▶ Exercise:
Convert every line of the rows below into a Markdown table with the columns Line and Content, numbering the lines in order and omitting blank lines.

▶ Data shown:
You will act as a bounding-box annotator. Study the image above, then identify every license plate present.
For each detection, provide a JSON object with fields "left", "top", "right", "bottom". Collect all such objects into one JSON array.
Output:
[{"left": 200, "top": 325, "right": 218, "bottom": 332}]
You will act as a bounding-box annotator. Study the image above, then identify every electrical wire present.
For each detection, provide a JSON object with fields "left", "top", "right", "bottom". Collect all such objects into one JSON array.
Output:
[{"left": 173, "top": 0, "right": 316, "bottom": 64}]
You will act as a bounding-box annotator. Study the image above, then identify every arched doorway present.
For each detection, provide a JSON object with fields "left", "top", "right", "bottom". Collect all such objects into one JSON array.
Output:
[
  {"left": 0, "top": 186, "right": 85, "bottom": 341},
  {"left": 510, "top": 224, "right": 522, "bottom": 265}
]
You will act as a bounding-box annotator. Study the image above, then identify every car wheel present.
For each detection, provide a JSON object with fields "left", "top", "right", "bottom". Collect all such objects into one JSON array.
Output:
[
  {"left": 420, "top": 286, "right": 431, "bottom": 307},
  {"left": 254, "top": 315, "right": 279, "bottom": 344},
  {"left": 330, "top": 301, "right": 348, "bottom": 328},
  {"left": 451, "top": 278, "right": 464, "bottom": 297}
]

▶ Problem solution:
| Line | Content |
|---|---|
| 1 | You will act as a bounding-box annotator. Study the image above, then identify every license plate present. |
| 2 | For each detection, provide a JSON object with fields "left", "top", "right", "bottom". Collect all such objects into one JSON array. |
| 3 | Output: |
| 4 | [{"left": 200, "top": 325, "right": 218, "bottom": 332}] |
| 5 | You will act as a bounding-box annotator. Study the image above, then identify every electrical wire present. |
| 6 | For each detection, provide a JSON object with fields "left", "top", "right", "bottom". Collect all such objects into one JSON array. |
| 7 | Output: |
| 8 | [{"left": 173, "top": 0, "right": 316, "bottom": 64}] |
| 9 | You will act as a bounding-box annotator. Study the image above, then identify every arched doorway present. |
| 10 | For each detection, provide a JSON object with fields "left", "top", "right", "bottom". Collect all such objects into one JSON array. |
| 11 | Output: |
| 12 | [ |
| 13 |   {"left": 0, "top": 186, "right": 85, "bottom": 341}, |
| 14 |   {"left": 510, "top": 224, "right": 522, "bottom": 265} |
| 15 | ] |
| 16 | You will act as a bounding-box annotator. Study the image above, then identify every car wheel present. |
| 17 | For each detection, provide a JSON object with fields "left", "top", "right", "bottom". Collect all such objects into one JSON array. |
| 18 | Output: |
| 19 | [ |
| 20 |   {"left": 420, "top": 286, "right": 431, "bottom": 307}, |
| 21 |   {"left": 254, "top": 315, "right": 279, "bottom": 344}, |
| 22 |   {"left": 330, "top": 301, "right": 348, "bottom": 328}, |
| 23 |   {"left": 451, "top": 278, "right": 464, "bottom": 297} |
| 24 | ] |